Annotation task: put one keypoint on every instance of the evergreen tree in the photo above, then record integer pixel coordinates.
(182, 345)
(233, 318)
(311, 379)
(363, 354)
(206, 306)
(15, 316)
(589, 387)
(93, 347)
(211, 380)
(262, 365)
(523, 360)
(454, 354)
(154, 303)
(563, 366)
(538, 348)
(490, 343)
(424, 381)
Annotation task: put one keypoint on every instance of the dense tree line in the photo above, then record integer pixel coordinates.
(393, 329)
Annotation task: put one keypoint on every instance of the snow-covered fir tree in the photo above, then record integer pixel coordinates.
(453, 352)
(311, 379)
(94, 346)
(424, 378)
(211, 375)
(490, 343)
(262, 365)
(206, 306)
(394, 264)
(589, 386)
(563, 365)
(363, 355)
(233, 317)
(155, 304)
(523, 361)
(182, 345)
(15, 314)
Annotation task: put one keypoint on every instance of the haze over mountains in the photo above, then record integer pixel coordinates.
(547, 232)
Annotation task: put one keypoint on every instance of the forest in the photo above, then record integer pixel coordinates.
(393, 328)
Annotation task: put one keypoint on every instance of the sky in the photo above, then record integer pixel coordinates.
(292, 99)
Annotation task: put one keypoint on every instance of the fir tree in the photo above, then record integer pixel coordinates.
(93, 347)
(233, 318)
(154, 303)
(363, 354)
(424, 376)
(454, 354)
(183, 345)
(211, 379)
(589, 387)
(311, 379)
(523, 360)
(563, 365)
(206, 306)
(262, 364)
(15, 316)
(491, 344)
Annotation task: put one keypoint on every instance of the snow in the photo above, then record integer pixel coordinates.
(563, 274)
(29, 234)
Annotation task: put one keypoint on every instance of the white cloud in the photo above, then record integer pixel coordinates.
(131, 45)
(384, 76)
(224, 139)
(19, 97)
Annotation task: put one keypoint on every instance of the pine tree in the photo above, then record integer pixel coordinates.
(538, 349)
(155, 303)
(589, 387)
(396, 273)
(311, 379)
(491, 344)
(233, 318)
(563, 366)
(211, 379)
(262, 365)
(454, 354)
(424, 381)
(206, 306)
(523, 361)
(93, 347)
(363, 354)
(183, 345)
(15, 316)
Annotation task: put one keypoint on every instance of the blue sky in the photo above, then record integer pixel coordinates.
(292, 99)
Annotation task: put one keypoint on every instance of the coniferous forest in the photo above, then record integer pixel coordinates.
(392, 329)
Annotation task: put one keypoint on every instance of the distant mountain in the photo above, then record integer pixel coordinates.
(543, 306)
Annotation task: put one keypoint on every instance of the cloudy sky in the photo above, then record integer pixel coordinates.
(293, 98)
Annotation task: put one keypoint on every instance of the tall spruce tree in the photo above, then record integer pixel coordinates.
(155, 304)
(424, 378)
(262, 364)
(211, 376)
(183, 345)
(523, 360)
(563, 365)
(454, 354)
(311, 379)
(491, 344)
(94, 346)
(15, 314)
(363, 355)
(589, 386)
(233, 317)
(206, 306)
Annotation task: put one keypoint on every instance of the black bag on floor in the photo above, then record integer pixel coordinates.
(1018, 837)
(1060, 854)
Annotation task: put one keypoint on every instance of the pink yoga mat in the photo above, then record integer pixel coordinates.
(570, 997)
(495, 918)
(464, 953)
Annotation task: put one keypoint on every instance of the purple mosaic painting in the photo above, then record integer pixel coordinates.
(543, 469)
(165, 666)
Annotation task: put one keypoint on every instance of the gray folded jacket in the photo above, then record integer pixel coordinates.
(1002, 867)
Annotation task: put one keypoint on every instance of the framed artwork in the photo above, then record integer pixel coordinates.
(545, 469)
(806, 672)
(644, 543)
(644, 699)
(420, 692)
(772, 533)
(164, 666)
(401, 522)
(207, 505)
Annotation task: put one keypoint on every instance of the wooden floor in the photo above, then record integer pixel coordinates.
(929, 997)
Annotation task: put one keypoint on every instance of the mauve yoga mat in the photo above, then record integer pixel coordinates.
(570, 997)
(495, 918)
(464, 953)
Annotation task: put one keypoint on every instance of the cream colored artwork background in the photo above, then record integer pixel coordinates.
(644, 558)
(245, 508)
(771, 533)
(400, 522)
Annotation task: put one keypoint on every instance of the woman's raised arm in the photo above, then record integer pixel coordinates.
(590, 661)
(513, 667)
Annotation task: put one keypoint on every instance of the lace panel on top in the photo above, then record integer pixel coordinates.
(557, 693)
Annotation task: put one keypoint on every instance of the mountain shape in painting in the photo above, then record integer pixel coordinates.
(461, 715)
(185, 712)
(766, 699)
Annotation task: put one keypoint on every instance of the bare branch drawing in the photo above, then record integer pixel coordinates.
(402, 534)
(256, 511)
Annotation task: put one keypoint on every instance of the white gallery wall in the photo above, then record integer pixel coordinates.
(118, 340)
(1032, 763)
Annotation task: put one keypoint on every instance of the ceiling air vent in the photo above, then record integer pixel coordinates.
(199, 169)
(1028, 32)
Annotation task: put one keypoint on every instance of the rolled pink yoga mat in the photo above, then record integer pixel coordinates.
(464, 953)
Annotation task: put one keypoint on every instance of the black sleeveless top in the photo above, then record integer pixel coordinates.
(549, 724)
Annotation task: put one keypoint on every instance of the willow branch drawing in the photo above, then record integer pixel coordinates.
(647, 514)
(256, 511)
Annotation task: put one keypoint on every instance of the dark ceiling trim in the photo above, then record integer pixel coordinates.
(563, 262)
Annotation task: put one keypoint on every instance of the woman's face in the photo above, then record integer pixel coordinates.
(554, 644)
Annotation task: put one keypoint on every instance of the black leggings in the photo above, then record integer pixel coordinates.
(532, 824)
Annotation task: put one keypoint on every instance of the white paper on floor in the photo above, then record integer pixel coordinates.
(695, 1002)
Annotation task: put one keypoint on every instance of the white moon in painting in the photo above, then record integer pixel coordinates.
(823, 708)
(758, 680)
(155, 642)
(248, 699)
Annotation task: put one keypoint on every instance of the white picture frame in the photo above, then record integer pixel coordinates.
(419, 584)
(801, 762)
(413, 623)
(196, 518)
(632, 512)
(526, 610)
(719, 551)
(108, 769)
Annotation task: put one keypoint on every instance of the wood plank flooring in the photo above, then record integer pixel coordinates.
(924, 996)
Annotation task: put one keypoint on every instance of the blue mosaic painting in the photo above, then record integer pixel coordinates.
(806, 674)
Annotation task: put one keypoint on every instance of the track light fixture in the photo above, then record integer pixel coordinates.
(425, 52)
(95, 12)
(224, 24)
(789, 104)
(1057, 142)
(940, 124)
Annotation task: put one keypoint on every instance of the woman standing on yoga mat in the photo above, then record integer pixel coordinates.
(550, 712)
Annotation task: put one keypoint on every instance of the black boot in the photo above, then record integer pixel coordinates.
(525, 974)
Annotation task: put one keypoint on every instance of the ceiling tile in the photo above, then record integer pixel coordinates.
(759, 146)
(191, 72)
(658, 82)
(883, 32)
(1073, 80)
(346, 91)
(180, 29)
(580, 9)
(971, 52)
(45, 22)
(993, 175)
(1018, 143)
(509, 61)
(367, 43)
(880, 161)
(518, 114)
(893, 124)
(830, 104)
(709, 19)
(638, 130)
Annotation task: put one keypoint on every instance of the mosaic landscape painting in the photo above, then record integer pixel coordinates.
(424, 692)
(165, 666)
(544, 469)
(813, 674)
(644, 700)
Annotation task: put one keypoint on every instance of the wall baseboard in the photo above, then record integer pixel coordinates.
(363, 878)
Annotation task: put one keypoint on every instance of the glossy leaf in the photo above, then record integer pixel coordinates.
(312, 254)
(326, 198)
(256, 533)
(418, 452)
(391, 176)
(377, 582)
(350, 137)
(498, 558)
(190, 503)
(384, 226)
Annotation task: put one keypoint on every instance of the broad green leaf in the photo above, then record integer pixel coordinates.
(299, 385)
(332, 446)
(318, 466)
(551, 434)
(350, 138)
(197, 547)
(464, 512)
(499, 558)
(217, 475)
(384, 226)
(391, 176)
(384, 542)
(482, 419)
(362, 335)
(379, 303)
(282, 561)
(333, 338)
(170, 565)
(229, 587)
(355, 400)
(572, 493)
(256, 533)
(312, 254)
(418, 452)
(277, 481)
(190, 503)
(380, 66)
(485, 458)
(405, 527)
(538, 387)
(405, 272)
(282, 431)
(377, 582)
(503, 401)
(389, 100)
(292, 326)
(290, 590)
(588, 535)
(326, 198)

++++++++++

> _AIM_: Only the lines from the one holding "of the glossy" through the end of the listing should be given again, exactly and with both ends included.

> _SOLVED PROBLEM_:
Annotation task: put one keypoint on every instance of the glossy leaf in the photo above, then record integer pixel coordinates.
(312, 254)
(326, 198)
(256, 533)
(418, 452)
(391, 176)
(377, 582)
(350, 137)
(498, 558)
(190, 503)
(384, 226)
Annotation task: put one keypoint on every instance of the broad green leaf in the photo above, then record integer pixel coordinates.
(299, 385)
(332, 446)
(318, 466)
(551, 434)
(350, 138)
(197, 547)
(464, 512)
(499, 558)
(217, 475)
(384, 226)
(391, 176)
(384, 542)
(482, 419)
(362, 335)
(379, 303)
(282, 561)
(333, 338)
(170, 565)
(229, 587)
(355, 400)
(572, 493)
(256, 533)
(312, 254)
(418, 452)
(277, 481)
(190, 503)
(380, 66)
(485, 458)
(405, 527)
(538, 387)
(405, 272)
(282, 431)
(377, 582)
(503, 401)
(389, 100)
(292, 326)
(290, 590)
(588, 535)
(326, 198)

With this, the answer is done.